Assigned task — Would you print the whole listing again, word for word?
Exercise data: Begin
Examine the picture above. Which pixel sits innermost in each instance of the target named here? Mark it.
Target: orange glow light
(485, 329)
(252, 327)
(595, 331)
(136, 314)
Exercise data: End
Exercise response —
Examine the picture above. Which pixel sits innermost in each instance of the target named here? Mark it.
Target: orange glow light
(485, 329)
(252, 327)
(595, 331)
(136, 314)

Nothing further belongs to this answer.